> Tasks for this exercise:
**A)** According to the snowblower forum thread, why would ST1100A rather replace a shear bolt? Answer in one to three sentences.
**B)** Duplicate the part of the snowblower forum thread that begins with the words containing "I would rather" and ends with "no shear bolt.".

> Extracted text:
-.-.-

I've looked into the Toro. I'm just concerned that they might be setting that "stop the engine" setting too low and I would be continually having the engine quit on me because it hit some heavy snow. And Toro would determine what was heavy snow. I can see it stopping or breaking a shear pin if you hit a stone or a branch but not just heavy snow.
Thanks,
Ed


----------



## drmerdp (Feb 9, 2014)

deepsix80 said:


> Thanks. Good to hear something positive. I just got done with a foot of snow and, fortunately, it was not heavy snow. Cub was fine. I would keep it if I didn't have the shear pin problems. I loved the Honda I had years ago.
> I just don't understand why Honda is so far behind other brands in regards to what has come to be standard such as heated hand grips and electric start.
> 
> Thanks,
> Ed


I’ve broken shear bolts, but never for no reason. The auger has aggressive teeth. If they catch something just right, bolt will break...Which is exactly what it is designed to do. 

The electric chute controls, headlight, and battery charging are all through a very large stator under the flywheel. I wouldn’t be surprised if their simply isn’t enough available capacity for the electrical demand of heated grips. 

People have added heated grips to HSS machines and tied into the battery. Seems to work fine without issue, at worst keep the grip heater off and let the engine run to replenish the battery.

Personally, I’ve had machines with heated grips and they all get to hot and make my hands annoyingly sweaty. I’ve thought about adding a quality heated grip kit that has a very low setting but it’s a very low priority. 

What’s the matter with Honda’s electric start? On board battery, key ignition 12v starter. It’s pretty much the best thing ever...


----------



## ST1100A (Feb 7, 2015)

I would rather replace a shear bolt than a flywheel keyway from the sudden stop of the engine caused by a jam or blockage, and augers are not cheap either, plus replacing one because of no shear bolt.
That is pretty far being "behind the times" building a snowblower without a safety item like a shear bolt.


----------



## orangputeh (Nov 24, 2016)

drmerdp said:


> I’ve broken shear bolts, but never for no reason. The auger has aggressive teeth. If they catch something just right, bolt will break...Which is exactly what it is designed to do.
> 
> The electric chute controls, headlight, and battery charging are all through a very large stator under the flywheel. I wouldn’t be surprised if their simply isn’t enough available capacity for the electrical demand of heated grips.

-.-.-

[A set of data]
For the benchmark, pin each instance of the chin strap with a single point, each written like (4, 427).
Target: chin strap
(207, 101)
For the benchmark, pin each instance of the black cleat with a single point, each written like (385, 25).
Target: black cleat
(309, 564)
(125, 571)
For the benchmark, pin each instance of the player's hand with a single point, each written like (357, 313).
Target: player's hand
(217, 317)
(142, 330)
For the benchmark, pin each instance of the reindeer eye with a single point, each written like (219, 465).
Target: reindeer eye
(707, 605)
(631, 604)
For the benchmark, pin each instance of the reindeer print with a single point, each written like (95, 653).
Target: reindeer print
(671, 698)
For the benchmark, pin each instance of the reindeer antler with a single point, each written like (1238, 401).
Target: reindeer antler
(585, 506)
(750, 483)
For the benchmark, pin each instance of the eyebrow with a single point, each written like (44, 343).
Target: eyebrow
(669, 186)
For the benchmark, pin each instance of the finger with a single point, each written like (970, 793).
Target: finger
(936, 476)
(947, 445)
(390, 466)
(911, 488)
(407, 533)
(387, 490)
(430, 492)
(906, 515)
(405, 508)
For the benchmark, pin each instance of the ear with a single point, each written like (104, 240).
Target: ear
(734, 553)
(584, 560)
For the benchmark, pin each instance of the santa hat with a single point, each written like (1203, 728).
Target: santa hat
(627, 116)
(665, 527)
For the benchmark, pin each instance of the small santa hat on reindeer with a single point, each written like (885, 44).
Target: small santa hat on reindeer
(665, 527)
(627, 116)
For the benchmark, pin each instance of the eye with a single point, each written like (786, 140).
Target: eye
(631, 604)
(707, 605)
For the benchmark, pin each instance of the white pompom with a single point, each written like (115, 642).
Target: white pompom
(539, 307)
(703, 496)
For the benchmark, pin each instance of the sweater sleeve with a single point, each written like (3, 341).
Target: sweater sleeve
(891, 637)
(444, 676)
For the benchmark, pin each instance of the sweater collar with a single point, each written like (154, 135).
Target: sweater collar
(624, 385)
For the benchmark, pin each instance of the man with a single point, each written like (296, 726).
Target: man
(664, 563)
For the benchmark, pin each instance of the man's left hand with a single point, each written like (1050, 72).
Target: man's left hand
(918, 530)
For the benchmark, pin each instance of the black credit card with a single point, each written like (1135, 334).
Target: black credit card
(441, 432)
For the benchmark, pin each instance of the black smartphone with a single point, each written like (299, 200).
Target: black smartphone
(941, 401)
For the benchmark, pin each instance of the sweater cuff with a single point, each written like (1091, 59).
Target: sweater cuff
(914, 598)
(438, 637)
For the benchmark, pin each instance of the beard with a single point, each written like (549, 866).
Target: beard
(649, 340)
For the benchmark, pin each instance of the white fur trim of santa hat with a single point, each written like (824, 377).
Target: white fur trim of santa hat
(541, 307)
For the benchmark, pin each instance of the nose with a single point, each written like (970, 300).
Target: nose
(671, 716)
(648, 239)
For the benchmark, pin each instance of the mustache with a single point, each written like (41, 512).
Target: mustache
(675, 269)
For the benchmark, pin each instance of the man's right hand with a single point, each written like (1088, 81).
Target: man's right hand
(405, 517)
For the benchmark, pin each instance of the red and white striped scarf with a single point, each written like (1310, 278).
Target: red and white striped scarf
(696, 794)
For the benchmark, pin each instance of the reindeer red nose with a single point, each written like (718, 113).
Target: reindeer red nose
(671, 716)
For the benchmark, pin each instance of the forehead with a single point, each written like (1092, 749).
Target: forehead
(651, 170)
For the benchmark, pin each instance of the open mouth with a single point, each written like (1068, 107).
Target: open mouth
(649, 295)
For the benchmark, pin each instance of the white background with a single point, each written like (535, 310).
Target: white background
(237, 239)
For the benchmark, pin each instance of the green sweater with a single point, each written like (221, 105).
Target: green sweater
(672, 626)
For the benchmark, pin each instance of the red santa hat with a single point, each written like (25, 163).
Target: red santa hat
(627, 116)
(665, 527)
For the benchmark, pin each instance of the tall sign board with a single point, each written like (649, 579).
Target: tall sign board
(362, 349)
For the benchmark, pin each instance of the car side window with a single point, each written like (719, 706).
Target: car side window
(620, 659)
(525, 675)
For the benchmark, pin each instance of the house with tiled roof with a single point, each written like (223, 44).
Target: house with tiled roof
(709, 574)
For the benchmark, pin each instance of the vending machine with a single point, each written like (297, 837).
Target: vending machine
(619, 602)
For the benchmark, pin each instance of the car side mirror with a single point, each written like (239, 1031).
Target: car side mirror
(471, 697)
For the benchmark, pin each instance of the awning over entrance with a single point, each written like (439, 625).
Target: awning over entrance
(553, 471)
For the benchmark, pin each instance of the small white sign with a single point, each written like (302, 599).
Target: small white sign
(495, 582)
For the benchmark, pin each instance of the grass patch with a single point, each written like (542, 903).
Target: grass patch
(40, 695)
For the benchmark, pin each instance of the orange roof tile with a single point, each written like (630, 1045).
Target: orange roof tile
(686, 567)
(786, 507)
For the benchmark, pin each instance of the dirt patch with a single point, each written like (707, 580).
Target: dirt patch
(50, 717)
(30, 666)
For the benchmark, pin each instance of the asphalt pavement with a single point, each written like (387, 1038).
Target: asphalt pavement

-.-.-

> Worked answers:
**A)** ST1100A would rather replace a shear bolt than a flywheel keyway damaged when a jam or blockage stops the engine suddenly. Augers are also expensive, and without a shear bolt one might have to be replaced.

**B)**
I would rather replace a shear bolt than a flywheel keyway from the sudden stop of the engine caused by a jam or blockage, and augers are not cheap either, plus replacing one because of no shear bolt.